**Dataset content**.

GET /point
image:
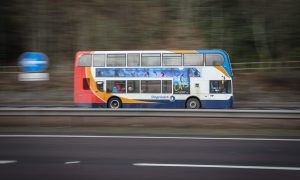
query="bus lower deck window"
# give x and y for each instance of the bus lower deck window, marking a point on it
(220, 86)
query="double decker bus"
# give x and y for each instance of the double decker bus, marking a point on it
(189, 79)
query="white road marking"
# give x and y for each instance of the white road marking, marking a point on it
(154, 137)
(72, 162)
(218, 166)
(7, 161)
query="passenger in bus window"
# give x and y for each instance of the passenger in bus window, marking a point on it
(114, 90)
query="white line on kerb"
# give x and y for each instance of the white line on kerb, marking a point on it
(72, 162)
(218, 166)
(152, 137)
(7, 161)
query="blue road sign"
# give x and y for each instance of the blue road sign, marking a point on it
(33, 62)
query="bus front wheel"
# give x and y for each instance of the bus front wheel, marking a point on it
(192, 103)
(114, 103)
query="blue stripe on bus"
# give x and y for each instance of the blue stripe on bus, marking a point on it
(178, 104)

**Task goal**. Rewrite all of the records above as a numbered list with one line per item, skipping any blank lines. Omit the pictures.

**Expected answer**.
1. GET /point
2. image:
3. query="bus lower deck window"
4. # give x and y for each instance of the bus lower deck window, marking a point on it
5. (220, 86)
6. query="double decker bus"
7. # give x and y for each instance of the double decker bus, marking a point on it
8. (189, 79)
9. query="white road marking"
10. # give x and y for each instance of the white road marking, marking a point on it
11. (154, 137)
12. (72, 162)
13. (218, 166)
14. (7, 161)
15. query="passenger in bus window"
16. # give x and y for each instance of the passenger in bus window, marking a point on it
17. (114, 90)
18. query="white line on kerb"
19. # give x and y for each instance of the white line on kerb, marking a point on it
20. (72, 162)
21. (218, 166)
22. (152, 137)
23. (7, 161)
24. query="blue road sign"
25. # give x and y for each instance of the blue road sign, marking a point on it
26. (33, 62)
27. query="bus front wheel"
28. # give x and y for each instance of the bus front wheel, marking a point on it
29. (192, 103)
30. (114, 103)
31. query="blue stripe on bus"
32. # give x and y for each instance of the blue stripe on bus, marking a point on it
33. (178, 104)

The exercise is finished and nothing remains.